> WHAT IS REQUIRED:
Look below and pull out each line with the word "dense".

··· PROVIDED DATA

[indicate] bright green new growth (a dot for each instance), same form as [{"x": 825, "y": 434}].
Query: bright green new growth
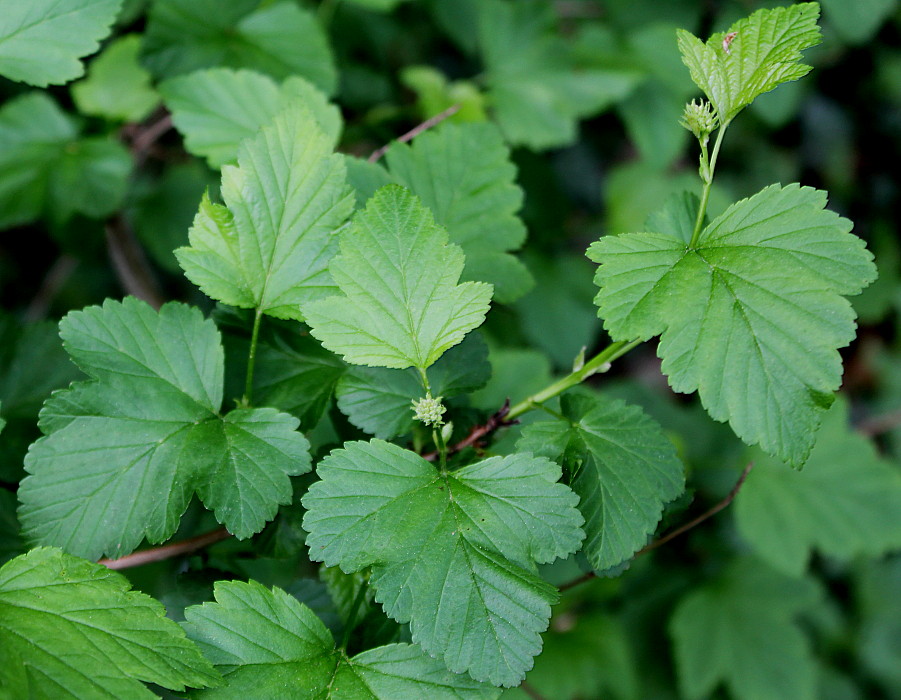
[
  {"x": 245, "y": 101},
  {"x": 846, "y": 502},
  {"x": 452, "y": 554},
  {"x": 621, "y": 465},
  {"x": 267, "y": 644},
  {"x": 70, "y": 628},
  {"x": 401, "y": 305},
  {"x": 752, "y": 317},
  {"x": 42, "y": 40},
  {"x": 125, "y": 452},
  {"x": 756, "y": 55},
  {"x": 269, "y": 247}
]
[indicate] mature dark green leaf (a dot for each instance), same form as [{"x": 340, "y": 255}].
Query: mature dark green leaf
[
  {"x": 269, "y": 247},
  {"x": 73, "y": 629},
  {"x": 621, "y": 465},
  {"x": 454, "y": 553},
  {"x": 401, "y": 304},
  {"x": 245, "y": 102},
  {"x": 267, "y": 644},
  {"x": 739, "y": 630},
  {"x": 752, "y": 317},
  {"x": 125, "y": 451},
  {"x": 846, "y": 502},
  {"x": 276, "y": 38},
  {"x": 42, "y": 40}
]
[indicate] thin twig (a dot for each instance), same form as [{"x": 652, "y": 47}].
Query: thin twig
[
  {"x": 416, "y": 131},
  {"x": 679, "y": 530},
  {"x": 478, "y": 433},
  {"x": 130, "y": 263},
  {"x": 167, "y": 551},
  {"x": 877, "y": 425},
  {"x": 54, "y": 280}
]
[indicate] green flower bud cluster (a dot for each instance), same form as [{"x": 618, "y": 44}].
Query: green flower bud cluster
[
  {"x": 429, "y": 411},
  {"x": 699, "y": 119}
]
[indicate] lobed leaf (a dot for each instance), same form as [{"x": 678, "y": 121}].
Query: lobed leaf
[
  {"x": 268, "y": 644},
  {"x": 73, "y": 629},
  {"x": 452, "y": 554},
  {"x": 125, "y": 451},
  {"x": 401, "y": 305},
  {"x": 752, "y": 318}
]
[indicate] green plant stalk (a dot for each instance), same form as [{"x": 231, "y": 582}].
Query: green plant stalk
[
  {"x": 708, "y": 168},
  {"x": 593, "y": 366},
  {"x": 251, "y": 358}
]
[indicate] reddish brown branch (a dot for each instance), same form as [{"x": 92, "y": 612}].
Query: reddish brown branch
[
  {"x": 417, "y": 130},
  {"x": 167, "y": 551},
  {"x": 679, "y": 530},
  {"x": 479, "y": 433}
]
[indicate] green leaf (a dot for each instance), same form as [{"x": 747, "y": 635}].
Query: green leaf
[
  {"x": 73, "y": 629},
  {"x": 269, "y": 247},
  {"x": 453, "y": 554},
  {"x": 268, "y": 644},
  {"x": 46, "y": 168},
  {"x": 126, "y": 451},
  {"x": 117, "y": 87},
  {"x": 764, "y": 52},
  {"x": 534, "y": 87},
  {"x": 752, "y": 318},
  {"x": 739, "y": 630},
  {"x": 401, "y": 304},
  {"x": 42, "y": 40},
  {"x": 621, "y": 465},
  {"x": 378, "y": 400},
  {"x": 463, "y": 173},
  {"x": 846, "y": 502},
  {"x": 276, "y": 38},
  {"x": 216, "y": 109}
]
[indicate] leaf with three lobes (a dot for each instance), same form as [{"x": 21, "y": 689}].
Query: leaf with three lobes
[
  {"x": 42, "y": 40},
  {"x": 846, "y": 502},
  {"x": 73, "y": 629},
  {"x": 740, "y": 631},
  {"x": 245, "y": 101},
  {"x": 401, "y": 305},
  {"x": 125, "y": 451},
  {"x": 752, "y": 318},
  {"x": 268, "y": 644},
  {"x": 621, "y": 465},
  {"x": 269, "y": 247},
  {"x": 756, "y": 55},
  {"x": 452, "y": 554},
  {"x": 377, "y": 399}
]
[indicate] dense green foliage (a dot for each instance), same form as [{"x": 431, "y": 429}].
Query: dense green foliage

······

> REPLY TO THE EXERCISE:
[indicate] dense green foliage (a dot for each instance), same form as [{"x": 431, "y": 429}].
Query: dense green foliage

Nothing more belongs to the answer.